*PROVIDED TEXT*:

The Birthday Problem

How many people needed in a room for a >50% chance that at least two share a birthday? Counter-intuitively, only 23. With 23 people, P(no match) = 365/365 × 364/365 × … × 343/365 ≈ 0.493, so P(match) ≈ 0.507 > 0.5.

This is a classic “at least one” problem solved by computing 1 − P(none).

Permutations with Repeated Elements

How many distinct arrangements of the letters in “STATISTICS”? Total letters = 10, with repeats: S appears 3 times, T appears 3 times, I appears 3 times, A appears 1 time.

• Number of arrangements = 10! / (3! × 3! × 3! × 1!) = 168,168.

Circular Arrangements

Number of ways to arrange n distinct objects in a circle = (n − 1)! (fix one object as reference and arrange the rest relative to it).

At a round table with 6 people, how many seatings? (6 − 1)! = 120. However, arrangements that are rotations of each other are identical; reflections are different unless the table is unlabelled and symmetric.

*PROBLEMS*:
- A) Repeat the combinatorics passage word for word, from "This is a classic" up to and including "unlabelled and symmetric.".
- B) Please answer these questions using the combinatorics passage:
(i) How many people must be in a room for a better than 50% chance that at least two share a birthday?
(ii) What formula gives the number of ways to arrange n distinct objects in a circle?
(iii) How many seatings are there at a round table with 6 people?
- C) Decide whether each statement agrees with the combinatorics passage, and support each yes or no with the deciding words quoted from it:
(i) With 23 people, the probability of a shared birthday is about 0.507.
(ii) Reflections of a circular seating always count as the same arrangement.
(iii) An "at least one" problem is solved by computing 1 − P(none).
The material has no connection to the combinatorics passage.

*SUPPLIED ENTRIES*:
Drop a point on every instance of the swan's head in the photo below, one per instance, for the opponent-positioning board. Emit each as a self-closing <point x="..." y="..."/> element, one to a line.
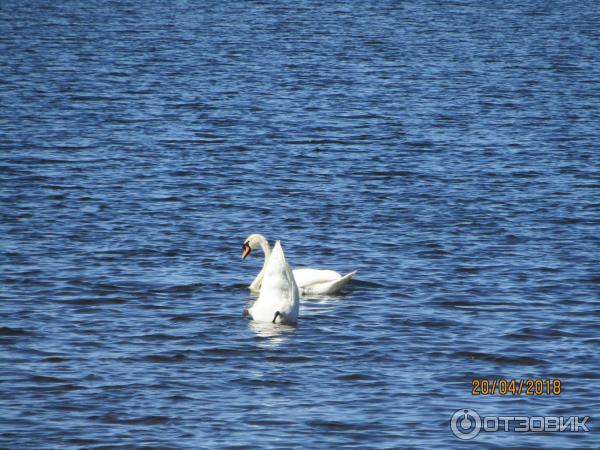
<point x="251" y="242"/>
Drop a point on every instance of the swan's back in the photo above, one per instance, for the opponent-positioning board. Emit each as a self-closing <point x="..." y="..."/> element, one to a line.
<point x="278" y="291"/>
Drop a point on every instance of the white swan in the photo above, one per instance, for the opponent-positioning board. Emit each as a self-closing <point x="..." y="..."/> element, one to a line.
<point x="278" y="299"/>
<point x="309" y="281"/>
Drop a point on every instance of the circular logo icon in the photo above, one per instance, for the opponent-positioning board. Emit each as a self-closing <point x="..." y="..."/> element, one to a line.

*RESPONSES BY TASK*:
- A)
This is a classic “at least one” problem solved by computing 1 − P(none).

Permutations with Repeated Elements

How many distinct arrangements of the letters in “STATISTICS”? Total letters = 10, with repeats: S appears 3 times, T appears 3 times, I appears 3 times, A appears 1 time.

• Number of arrangements = 10! / (3! × 3! × 3! × 1!) = 168,168.

Circular Arrangements

Number of ways to arrange n distinct objects in a circle = (n − 1)! (fix one object as reference and arrange the rest relative to it).

At a round table with 6 people, how many seatings? (6 − 1)! = 120. However, arrangements that are rotations of each other are identical; reflections are different unless the table is unlabelled and symmetric.

- B)
(i) 23
(ii) (n − 1)!
(iii) 120

- C)
(i) Yes: "P(match) ≈ 0.507 > 0.5"
(ii) No: "reflections are different unless the table is unlabelled and symmetric"
(iii) Yes: "This is a classic “at least one” problem solved by computing 1 − P(none)."